→ **Exercícios a realizar**
[1] Liste as diferentes palavras ou expressões que o texto do documento, sobre a oferta de um veículo por R$ 0,01, usa para designar o anúncio divulgado pela ré.
[2] Dê prosseguimento ao texto do documento sobre a oferta de um veículo por R$ 0,01, começando logo após a última frase apresentada.

A oferta veiculada pela ré não era hábil a enganar ou mesmo sugerir, de forma
legítima e válida, que seria efetivada a venda de um veículo pelo valor
simbólico de R$ 0,01, a menor expressão monetária da economia brasileira.
Qualquer pessoa dotada de médio discernimento poderia chegar à compreensão
inarredável de que a propaganda era simbólica. Não houve, outrossim, propaganda
enganosa, o que ocorre somente quando é capaz de induzir o consumidor em erro.
Não
se ignora entendimentos no sentido que o que vincula o fornecedor não é sua
vontade, mas sim a mensagem publicitária veiculada. Isso não ocorre, contudo,
quando a publicidade não puder ser recebida como real pelo consumidor. Inexiste
seriedade apta a obrigar a oferta. Tanto a lealdade como a boa-fé devem nortear
todas as relações jurídicas, dai porque a melhor interpretação das relações
consumeristas não prescinde da análise sob essa ótica.

→ **Dados fornecidos**
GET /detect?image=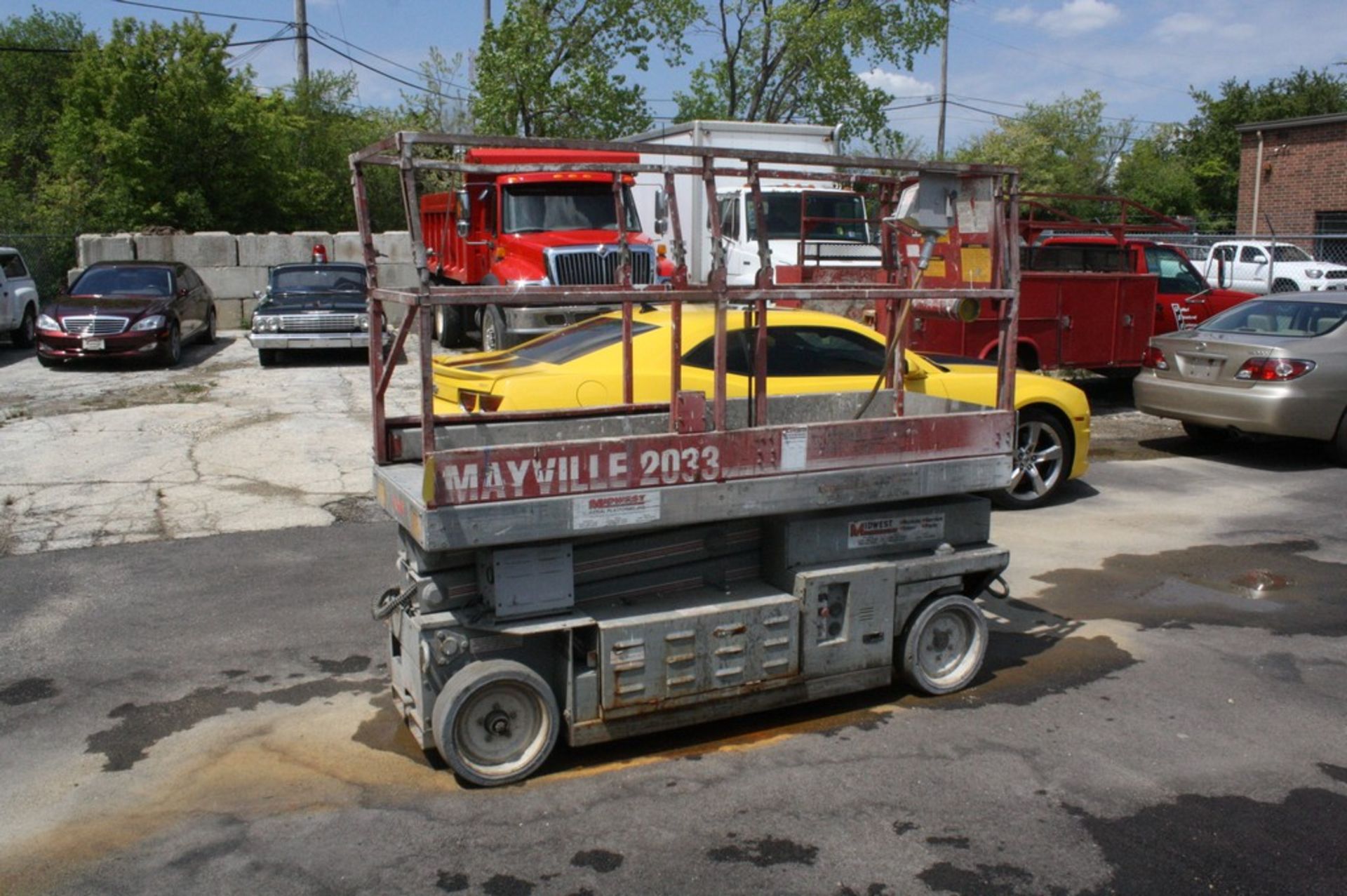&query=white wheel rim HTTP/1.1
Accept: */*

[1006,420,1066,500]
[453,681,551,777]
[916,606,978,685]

→ **Resultados**
[1] oferta; propaganda; mensagem publicitária; publicidade

[2]
E
devem existir perante os dois pólos da relação. A ratio legis do Código de
Defesa do Consumidor não é a proteção total e incondicional do consumidor,
mesmo quando a razão não lhe socorra. A norma tem por escopo trazer o desejado
equilíbrio à relação consumerista, sem prescindir da análise do caso concreto e
de suas peculiariedades. Discorrendo sobre a boa-fé objetiva, da qual trata o
Código de Defesa do Consumidor, Arnaldo Rizzardo, uma das vozes mais
autorizadas na matéria, assim preleciona:
“O
princípio da boa-fé estampado no artigo 4º da lei consumerista tem, então, como
função viabilizar os ditames constitucionais da ordem econômica,
compatibilizando interesses aparentemente contraditórios, como a proteção ao
consumidor e o desenvolvimento econômico e teconológico. Com isso, tem-se que a
boa-fé não serve somente para a defesa do débil, mas sim como fundamento para
orientar a interpretação garantidora da ordem econômica, que, como vimos, tem
na harmonia dos princípios constitucionais do art. 170 sua razão de ser.” (in
CURSO DE DIREITO DO CONSUMIDOR: com exercícios / Rizzato Nunes – 2
ed.rev.modif. e atual. – São Paulo:Saraiva, 2005 – p. 128).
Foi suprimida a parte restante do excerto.